=== Dataset ===

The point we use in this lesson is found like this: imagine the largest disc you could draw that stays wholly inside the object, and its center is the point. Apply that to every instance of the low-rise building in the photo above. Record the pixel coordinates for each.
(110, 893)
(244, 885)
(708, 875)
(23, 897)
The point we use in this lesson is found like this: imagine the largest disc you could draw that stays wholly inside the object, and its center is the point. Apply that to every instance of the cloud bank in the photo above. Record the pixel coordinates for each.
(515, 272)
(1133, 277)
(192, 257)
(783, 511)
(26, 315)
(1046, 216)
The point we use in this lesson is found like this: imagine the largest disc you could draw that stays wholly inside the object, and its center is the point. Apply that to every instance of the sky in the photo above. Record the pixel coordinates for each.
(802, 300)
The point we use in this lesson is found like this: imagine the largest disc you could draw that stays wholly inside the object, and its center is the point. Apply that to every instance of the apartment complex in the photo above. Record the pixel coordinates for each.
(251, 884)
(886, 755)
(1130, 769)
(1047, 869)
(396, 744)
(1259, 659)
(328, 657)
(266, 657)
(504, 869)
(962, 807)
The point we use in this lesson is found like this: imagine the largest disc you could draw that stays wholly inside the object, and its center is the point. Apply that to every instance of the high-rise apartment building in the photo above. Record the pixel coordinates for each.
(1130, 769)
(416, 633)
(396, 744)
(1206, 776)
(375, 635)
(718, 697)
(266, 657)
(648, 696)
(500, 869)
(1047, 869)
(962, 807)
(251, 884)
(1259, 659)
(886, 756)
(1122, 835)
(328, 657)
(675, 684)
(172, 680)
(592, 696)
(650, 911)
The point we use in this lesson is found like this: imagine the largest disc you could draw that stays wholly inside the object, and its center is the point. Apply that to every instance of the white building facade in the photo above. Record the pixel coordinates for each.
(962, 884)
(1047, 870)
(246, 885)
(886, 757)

===

[Exercise directions] May I have exactly the lines from the one containing "of the high-rise" through the last line of the data, both included?

[Task output]
The point we use in this lesson is found like this: imagine the largest disc you could draw that stays wholly inside the object, and its center is the point. Apply that to every instance of the high-rise apartment building in the photo above. Record the pixel coordinates for each.
(1130, 769)
(416, 633)
(396, 744)
(1206, 776)
(375, 635)
(718, 697)
(266, 657)
(648, 696)
(500, 869)
(1047, 869)
(962, 807)
(251, 884)
(1259, 659)
(886, 756)
(1122, 835)
(328, 657)
(675, 684)
(172, 680)
(592, 696)
(650, 911)
The point we use in this lesson is found like this: imagine the largest disc you could draw that stays wholly inside the object, and its center is the point. Apply that to every instance of the white building facade in the photo above. Record the pixel coordinates for each.
(962, 884)
(1047, 870)
(246, 885)
(886, 757)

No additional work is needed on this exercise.